スライドにはありませんが,今回のネットワーク整備で求められているレベルは,校内ネットワークのLANケーブルは10Gbps対応であること,ネットワーク機器は1Gbps対応であることが望ましいとされています。
これは学校の教育学習活動に快適なネットワーク利用環境を提供するためであると同時に,今後,学校を会場として実施するコンピュータを利用した試験などに対応したり,災害等の緊急時に避難場所として利用される学校での通信手段提供インフラとしても必要とされるからです。
すでにネットワーク整備をして間もないとしても,全国水準を満たしていなければ,帯域強化をしなければなりませんが,単純な部品交換などは今回の整備事業対象外のため,帯域拡張等する際は1人1台環境にするための拡張工事とする必要があることに注意が必要です。
しかも,校内ネットワークが強化されれば,当然,学校外とのネットワーク接続も高速化しなければ,快適なネットワーク利用は叶いません。別に実証実験が始められる予定である学術ネットワークSINETへの接続は,こうした部分に取り組むものですが,すべての学校が実証実験に参加できるわけではありません。学校外との接続部分に関しては自治体負担で高速にする必要があります。
今回の補助はあくまでも「学校の校内ネットワークにおける工事を伴う整備」が対象です(そのため教育センター関係のネットワーク整備も補助対象外です。教育センターが通信のボトルネックになることもあるので改修の要不要を確認する必要があります)。
なお,校内LAN整備工事と一体としてならば,無線LANアクセスポイント整備は補助対象であるため,これは多くの自治体にとって関心が高いかも知れません。
スライド(3枚目)のロードマップを見ると重大なことが分かります。
ネットワーク整備事業は「令和元年度補正予算限り」(または令和2年度への繰り越しのみ)となっていることです。
ごちゃごちゃ書かれた囲み枠が分かりにくくしていますが,赤い矢印が令和2年度に収まっていることに注目してください。これは今回の予算措置を逃すことは許されない,最終列車であることを表わしているともいえます。

·····

#### やること:
a: 校内ネットワーク整備の文章では、校内ネットワークのLANケーブルはどの速度に対応していることが望ましいとされているか。
b: 校内ネットワーク整備の文章を、最後の文の後から書き継ぐこと。

#### 項目一覧:

·····

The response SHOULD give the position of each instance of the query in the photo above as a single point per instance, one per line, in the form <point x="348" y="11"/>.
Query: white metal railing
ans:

·····

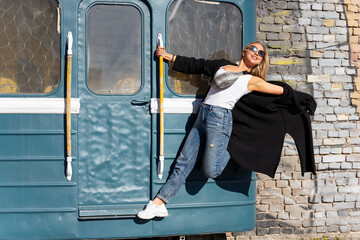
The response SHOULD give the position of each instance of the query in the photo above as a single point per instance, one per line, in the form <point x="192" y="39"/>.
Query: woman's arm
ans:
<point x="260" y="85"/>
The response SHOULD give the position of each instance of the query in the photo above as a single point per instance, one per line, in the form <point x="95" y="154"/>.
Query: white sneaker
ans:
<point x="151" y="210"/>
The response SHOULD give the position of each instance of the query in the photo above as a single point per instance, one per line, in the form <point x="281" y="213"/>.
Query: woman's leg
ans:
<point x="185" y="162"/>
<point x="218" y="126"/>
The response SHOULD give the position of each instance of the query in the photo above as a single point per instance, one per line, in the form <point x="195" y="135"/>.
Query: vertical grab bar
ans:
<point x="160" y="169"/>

·····

#### 最終結果:
a: 10Gbps対応であることが望ましいとされている。

b:
スライド(2枚目)を見ていただくと,今回の補助に関する措置イメージが描かれています。
素人なりにこの図を読み解くとこんな感じです。
「(1)令和元年度補正予算の場合」と「(2)文部科学省において令和元年度補正予算を繰り越し、令和2年度事業として実施する場合」と2つの場合があります。これは要望を出したタイミングや扱われ方によって変わるものです。
たとえば「令和元年度補正予算の場合」はこんな感じ。
私たちは,黄色の部分が補助対象で,白い部分(1/2の内の40% = 20%)は自治体が用意して負担しなければならないのか?と思いがちです。
ここでは「補正予算債」という形で100%付与されることの方を注目すべきで,つまり,ローンを組む(起債する)ことで,その年度に自治体で用意すべき負担額が「ゼロ」になるということが重要です。
もちろん白い部分は,自治体がローン返済(償還)する必要がありますが,今回のように自治体負担(頭金)なしに起債して事業に取り組めるのは滅多にないチャンスです。
〈補足〉 以下の記述が総務省文書「令和元年度補正予算(第1号)に伴う対応等」にありますが、GIGAスクール構想の場合,100%の地方債充当と内60%の後年度元利償還金が認められ,内残り40%(つまり全体の20%)の償還金は自治体負担となります。 (3) 追加の財政需要 今回の補正予算により令和元年度に追加されることとなる投資的経費に係る地方負担額については、原則として、その100%まで地方債を充当できることとし、以下に掲げるものを除き、後年度における元利償還金の50%を公債費方式により基準財政需要額に算入し、残余については、単位費用により措置することとしている。 (中略) ③「GIGAスクール構想の実現」に向けた校内通信ネットワーク整備事業に係る補正予算債 「GIGAスクール構想の実現」に向けた校内通信ネットワーク整備事業に係る補正予算債の後年度における元利償還金については、その60%を公債費方式により基準財政需要額に算入すること。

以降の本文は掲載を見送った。